= Tugas Wajib 1 =
Laporkan setiap baris dalam catatan yang memuat kata "instance", dengan memperhatikan perbedaan huruf besar dan huruf kecil.

= Kutipan Bacaan =
* * * * *

Kalau jawaban dari pertanyaan di atas adalah tidak, jelaslah bahwa orang-orang memberikan hadiah karena si pejabat duduk di jabatan itu, maka sudah lebih dari cukup untuk menduga bahwa ada kepentingan dari si pemberi, entah kepentingan saat itu juga atau sebagai cara untuk menumpuk budi yang suatu saat akan ditagih kepada sang pejabat.

UU No 20 Tahun 2001 Tentang Pemberantasan Korupsi, pasal 11 dan 12, penuh dengan ancaman denda dan pidana kepada pegawai negeri atau penyelenggara negara yang menerima hadiah. Undang-undang sebagai perangkat peraturan negara tentu saja wajib ditaati selama tidak bertentangan dengan ajaran Islam.

عَنْ عَبْدِ اللَّهِ رَضِيَ اللَّهُ عَنْهُ عَنْ النَّبِيِّ صَلَّى اللَّهُ عَلَيْهِ وَسَلَّمَ قَالَ السَّمْعُ وَالطَّاعَةُ عَلَى الْمَرْءِ الْمُسْلِمِ فِيمَا أَحَبَّ وَكَرِهَ مَا لَمْ يُؤْمَرْ بِمَعْصِيَةٍ فَإِذَا أُمِرَ بِمَعْصِيَةٍ فَلَا سَمْعَ وَلَا طَاعَةَ

Dari Abdullah radliallahu 'anhu, dari Nabi shallallahu 'alaihi wasallam bersabda: "Mendengar dan taat kepada seorang (pemimpin) muslim berlaku dalam hal yang disukai atau tidak disukai, selama pemimpin itu tidak menyuruh melakukan kemaksiatan. Jika dia menyuruh melakukan kemaksiatan maka tidak boleh didengar dan ditaati." (HR Bukhari, Muslim, Abu Daud, Nasa'i, Ahmad)

* * * * *

= Masukan Latihan =

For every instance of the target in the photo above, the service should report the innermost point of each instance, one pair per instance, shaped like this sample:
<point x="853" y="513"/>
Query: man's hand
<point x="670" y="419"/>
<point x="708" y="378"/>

* * * * *

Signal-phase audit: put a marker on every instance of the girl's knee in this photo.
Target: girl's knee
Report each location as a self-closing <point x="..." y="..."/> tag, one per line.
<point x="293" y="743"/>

* * * * *

= Tugas Wajib 2 =
Tuliskan ulang kata demi kata bagian teks tentang hadiah kepada pejabat, mulai dari "UU No 20 Tahun" sampai dengan "dengan ajaran Islam.".

= Jawaban Tugas 1 =
For every instance of the target in the photo above, the service should report the innermost point of each instance, one pair per instance, shaped like this sample:
Signal-phase audit: put a marker on every instance of the girl's knee in this photo.

= Jawaban Tugas 2 =
UU No 20 Tahun 2001 Tentang Pemberantasan Korupsi, pasal 11 dan 12, penuh dengan ancaman denda dan pidana kepada pegawai negeri atau penyelenggara negara yang menerima hadiah. Undang-undang sebagai perangkat peraturan negara tentu saja wajib ditaati selama tidak bertentangan dengan ajaran Islam.